Set problem: List every line of the records below that contains the string "support", matching case exactly.

(Pointing dataset excerpts)
--- Begin ---

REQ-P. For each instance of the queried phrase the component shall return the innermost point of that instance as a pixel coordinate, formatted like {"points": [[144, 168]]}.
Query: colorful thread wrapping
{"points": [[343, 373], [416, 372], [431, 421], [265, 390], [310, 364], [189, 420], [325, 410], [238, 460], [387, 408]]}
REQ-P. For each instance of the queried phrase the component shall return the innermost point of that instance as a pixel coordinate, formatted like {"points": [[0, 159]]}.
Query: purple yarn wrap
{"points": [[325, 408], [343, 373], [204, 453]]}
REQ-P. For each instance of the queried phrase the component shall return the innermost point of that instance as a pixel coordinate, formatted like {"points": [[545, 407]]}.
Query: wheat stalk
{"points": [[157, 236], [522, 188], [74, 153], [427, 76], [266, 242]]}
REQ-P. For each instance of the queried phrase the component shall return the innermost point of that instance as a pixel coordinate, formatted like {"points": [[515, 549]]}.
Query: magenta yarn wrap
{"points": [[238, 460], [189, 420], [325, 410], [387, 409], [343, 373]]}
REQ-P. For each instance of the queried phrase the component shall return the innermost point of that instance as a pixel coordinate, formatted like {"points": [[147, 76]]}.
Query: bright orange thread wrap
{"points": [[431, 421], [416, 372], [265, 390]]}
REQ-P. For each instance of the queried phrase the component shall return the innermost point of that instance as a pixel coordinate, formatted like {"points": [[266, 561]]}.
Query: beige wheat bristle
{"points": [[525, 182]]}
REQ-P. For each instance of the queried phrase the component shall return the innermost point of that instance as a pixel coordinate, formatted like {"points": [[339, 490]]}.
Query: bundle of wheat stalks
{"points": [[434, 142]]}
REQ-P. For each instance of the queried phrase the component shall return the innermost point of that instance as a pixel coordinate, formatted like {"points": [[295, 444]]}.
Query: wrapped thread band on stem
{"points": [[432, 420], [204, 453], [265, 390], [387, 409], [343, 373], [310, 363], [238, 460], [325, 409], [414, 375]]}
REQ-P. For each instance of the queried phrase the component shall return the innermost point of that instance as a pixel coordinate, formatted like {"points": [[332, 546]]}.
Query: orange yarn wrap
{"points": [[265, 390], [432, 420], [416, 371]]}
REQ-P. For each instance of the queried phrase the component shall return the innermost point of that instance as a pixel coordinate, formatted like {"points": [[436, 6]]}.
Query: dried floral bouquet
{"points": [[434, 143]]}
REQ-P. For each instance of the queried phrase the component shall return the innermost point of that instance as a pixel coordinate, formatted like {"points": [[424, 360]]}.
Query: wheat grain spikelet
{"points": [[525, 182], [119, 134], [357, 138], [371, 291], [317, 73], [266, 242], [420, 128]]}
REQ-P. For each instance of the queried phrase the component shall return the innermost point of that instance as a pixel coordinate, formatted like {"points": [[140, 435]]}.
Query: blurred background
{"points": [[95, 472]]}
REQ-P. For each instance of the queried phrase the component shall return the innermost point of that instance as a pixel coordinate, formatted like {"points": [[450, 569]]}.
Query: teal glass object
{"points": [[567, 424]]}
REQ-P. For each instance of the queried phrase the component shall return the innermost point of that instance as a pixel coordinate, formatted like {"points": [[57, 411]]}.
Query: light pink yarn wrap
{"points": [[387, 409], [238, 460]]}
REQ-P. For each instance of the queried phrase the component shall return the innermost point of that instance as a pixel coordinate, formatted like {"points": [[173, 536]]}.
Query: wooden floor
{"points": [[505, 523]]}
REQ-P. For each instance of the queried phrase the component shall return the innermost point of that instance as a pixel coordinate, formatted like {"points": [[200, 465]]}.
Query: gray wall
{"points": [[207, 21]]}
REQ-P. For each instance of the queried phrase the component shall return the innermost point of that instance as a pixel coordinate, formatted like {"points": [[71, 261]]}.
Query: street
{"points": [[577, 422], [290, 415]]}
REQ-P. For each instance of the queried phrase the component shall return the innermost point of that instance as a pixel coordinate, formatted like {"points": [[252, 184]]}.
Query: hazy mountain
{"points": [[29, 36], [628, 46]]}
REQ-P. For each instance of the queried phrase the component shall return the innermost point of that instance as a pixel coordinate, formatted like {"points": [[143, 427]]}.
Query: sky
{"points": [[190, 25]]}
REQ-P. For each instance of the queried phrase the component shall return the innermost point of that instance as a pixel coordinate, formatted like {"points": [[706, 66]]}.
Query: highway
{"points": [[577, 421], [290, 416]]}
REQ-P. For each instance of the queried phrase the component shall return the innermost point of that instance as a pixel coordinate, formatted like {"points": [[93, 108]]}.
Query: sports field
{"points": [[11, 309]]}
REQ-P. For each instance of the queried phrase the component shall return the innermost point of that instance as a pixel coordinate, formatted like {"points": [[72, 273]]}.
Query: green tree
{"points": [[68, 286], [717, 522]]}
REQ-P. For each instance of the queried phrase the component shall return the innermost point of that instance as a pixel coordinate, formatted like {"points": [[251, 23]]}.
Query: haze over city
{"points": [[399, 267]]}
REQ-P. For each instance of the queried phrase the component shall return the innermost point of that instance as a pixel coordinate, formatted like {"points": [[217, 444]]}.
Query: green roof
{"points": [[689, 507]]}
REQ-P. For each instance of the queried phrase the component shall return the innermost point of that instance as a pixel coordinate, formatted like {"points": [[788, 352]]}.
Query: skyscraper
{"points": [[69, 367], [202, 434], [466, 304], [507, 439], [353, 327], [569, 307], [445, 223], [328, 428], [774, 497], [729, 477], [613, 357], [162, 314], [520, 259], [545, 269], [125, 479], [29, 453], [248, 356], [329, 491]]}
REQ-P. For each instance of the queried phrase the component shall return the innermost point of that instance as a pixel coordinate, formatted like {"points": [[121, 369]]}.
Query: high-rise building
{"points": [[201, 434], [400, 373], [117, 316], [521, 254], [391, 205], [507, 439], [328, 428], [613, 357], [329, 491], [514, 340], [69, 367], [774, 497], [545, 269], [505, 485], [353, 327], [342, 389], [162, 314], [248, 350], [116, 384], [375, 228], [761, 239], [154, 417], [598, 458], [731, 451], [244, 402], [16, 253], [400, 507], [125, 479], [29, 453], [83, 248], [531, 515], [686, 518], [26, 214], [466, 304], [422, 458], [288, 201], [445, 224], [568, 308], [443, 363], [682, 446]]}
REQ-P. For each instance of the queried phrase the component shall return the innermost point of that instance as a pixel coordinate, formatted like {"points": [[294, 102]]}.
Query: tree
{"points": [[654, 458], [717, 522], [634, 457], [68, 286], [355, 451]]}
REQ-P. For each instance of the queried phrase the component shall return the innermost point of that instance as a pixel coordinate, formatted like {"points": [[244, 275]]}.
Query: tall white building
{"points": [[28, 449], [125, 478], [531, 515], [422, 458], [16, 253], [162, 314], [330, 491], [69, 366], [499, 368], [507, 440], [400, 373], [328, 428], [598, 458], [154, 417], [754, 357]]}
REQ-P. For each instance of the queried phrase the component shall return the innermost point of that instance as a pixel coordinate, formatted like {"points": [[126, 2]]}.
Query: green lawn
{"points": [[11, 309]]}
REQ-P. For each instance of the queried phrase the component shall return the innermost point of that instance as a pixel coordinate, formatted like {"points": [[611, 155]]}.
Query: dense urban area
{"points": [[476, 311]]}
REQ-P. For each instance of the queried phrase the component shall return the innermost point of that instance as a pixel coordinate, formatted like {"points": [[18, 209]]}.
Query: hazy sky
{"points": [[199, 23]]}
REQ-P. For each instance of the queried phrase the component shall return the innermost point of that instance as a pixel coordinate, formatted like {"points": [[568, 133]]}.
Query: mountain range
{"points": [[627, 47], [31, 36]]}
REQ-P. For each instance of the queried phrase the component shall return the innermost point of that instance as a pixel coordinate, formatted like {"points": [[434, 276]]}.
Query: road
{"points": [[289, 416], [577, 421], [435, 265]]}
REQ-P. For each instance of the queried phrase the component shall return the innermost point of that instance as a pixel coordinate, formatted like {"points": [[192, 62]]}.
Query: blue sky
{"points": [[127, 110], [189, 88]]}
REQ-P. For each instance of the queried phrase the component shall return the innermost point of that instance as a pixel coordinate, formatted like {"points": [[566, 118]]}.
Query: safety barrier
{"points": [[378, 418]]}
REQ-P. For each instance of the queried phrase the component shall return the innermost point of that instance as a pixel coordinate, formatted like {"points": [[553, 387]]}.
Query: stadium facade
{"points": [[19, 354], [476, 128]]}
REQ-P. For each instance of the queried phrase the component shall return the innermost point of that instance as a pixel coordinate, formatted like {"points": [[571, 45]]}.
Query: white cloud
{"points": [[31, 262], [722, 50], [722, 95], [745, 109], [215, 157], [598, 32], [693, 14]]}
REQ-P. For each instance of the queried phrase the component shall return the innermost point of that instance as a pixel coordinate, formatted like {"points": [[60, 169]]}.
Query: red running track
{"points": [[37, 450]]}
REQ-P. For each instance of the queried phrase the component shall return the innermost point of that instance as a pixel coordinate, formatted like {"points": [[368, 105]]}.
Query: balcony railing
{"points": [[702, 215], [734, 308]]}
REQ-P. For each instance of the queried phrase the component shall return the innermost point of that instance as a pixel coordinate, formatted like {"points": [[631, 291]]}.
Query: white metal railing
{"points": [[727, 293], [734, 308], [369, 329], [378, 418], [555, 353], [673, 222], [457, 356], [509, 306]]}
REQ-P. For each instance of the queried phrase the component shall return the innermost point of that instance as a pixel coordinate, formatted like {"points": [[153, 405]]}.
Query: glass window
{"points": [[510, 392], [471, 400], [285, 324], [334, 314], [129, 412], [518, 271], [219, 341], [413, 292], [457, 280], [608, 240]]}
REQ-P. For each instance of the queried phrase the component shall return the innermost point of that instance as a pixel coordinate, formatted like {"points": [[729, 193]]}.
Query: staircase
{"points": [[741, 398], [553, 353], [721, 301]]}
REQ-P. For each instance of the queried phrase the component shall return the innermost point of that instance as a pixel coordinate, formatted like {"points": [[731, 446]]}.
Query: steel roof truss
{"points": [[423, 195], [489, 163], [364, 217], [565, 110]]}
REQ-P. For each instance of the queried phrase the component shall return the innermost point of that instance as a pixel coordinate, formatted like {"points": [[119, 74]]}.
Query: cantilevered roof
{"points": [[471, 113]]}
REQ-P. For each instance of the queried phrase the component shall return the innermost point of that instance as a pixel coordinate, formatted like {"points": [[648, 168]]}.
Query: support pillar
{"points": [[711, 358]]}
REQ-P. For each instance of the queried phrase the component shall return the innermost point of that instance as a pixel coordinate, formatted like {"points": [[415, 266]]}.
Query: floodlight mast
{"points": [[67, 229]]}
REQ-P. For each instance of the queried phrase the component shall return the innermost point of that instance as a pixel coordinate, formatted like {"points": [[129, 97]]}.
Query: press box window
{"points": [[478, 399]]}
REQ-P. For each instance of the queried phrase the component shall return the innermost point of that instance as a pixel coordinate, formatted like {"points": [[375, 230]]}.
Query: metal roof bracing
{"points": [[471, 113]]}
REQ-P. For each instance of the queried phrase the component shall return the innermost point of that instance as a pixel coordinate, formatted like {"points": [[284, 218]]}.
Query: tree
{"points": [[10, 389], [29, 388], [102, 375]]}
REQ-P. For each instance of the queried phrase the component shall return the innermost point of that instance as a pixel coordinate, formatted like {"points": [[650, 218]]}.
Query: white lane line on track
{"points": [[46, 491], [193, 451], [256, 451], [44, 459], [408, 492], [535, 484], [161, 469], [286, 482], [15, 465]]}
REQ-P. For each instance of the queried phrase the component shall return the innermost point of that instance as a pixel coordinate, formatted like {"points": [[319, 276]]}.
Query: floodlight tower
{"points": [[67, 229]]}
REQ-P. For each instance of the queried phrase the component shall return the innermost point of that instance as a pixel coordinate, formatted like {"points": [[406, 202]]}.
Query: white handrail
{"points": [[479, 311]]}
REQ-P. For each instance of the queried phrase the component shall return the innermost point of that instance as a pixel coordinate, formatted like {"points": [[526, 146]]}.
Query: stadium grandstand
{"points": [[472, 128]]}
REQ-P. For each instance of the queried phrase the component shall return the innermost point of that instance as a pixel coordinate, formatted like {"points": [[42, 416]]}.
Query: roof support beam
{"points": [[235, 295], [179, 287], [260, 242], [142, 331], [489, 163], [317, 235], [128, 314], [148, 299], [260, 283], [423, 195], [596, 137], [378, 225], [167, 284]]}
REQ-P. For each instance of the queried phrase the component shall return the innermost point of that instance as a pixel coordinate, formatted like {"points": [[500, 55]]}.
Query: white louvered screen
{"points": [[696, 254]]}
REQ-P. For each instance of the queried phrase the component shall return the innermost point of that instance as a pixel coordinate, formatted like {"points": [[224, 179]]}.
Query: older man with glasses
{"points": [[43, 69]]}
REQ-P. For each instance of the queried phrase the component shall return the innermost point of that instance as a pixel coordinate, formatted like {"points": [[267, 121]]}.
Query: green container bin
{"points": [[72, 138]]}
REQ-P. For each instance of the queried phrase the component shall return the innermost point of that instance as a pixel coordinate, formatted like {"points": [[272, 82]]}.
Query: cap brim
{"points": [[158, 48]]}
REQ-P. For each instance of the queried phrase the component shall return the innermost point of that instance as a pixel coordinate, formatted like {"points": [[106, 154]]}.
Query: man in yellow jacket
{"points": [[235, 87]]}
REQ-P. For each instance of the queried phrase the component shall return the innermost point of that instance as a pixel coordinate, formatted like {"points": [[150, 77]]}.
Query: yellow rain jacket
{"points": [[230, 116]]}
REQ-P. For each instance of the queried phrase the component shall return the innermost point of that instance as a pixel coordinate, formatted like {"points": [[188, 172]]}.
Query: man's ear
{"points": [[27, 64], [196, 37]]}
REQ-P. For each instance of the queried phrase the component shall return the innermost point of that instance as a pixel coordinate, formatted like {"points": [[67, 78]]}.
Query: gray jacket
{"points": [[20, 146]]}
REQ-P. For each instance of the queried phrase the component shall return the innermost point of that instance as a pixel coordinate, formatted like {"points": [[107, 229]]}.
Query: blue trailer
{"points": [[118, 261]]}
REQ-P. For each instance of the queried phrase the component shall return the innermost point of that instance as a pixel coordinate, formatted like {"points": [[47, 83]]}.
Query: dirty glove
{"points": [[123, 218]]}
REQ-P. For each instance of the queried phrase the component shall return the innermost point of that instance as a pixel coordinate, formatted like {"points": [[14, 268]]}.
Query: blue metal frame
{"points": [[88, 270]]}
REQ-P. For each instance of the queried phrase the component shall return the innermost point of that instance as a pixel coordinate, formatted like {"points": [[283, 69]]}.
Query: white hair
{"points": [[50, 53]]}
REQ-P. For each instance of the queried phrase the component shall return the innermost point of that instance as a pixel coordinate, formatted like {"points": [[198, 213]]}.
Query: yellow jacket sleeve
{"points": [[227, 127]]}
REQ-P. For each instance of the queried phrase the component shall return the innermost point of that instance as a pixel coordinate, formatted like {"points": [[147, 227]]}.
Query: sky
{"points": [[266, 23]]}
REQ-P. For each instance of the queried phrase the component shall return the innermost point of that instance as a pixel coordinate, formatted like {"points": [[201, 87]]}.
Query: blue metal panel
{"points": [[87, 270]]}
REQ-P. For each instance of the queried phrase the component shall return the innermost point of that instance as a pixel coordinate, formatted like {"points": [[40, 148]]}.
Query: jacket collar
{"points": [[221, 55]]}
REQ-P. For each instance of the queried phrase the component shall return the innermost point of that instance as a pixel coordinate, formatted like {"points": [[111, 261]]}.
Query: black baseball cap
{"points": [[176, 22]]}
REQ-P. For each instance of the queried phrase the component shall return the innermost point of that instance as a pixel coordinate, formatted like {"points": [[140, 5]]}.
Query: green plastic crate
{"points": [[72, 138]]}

--- End ---

The completed task:
Query: support pillar
Query: roof support beam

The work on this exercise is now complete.